■ **Dataset excerpts**:

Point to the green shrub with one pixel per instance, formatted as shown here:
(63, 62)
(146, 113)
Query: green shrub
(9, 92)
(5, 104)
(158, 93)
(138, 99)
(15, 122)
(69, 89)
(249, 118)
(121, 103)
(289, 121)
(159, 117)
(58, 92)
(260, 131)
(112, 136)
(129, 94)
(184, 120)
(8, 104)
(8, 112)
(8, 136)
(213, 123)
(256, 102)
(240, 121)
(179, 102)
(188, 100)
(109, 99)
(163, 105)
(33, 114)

■ **Action item**: Please copy the data in full, character for character.

■ **Solved problem**:
Point to the green shrub with one pixel per instance, formatted as shown here:
(63, 62)
(146, 113)
Query: green shrub
(9, 92)
(5, 104)
(158, 93)
(138, 99)
(15, 122)
(69, 89)
(249, 118)
(121, 103)
(289, 121)
(159, 117)
(58, 92)
(260, 131)
(112, 136)
(129, 94)
(184, 120)
(8, 104)
(8, 112)
(8, 136)
(213, 123)
(256, 102)
(240, 121)
(179, 102)
(188, 100)
(109, 99)
(163, 105)
(33, 114)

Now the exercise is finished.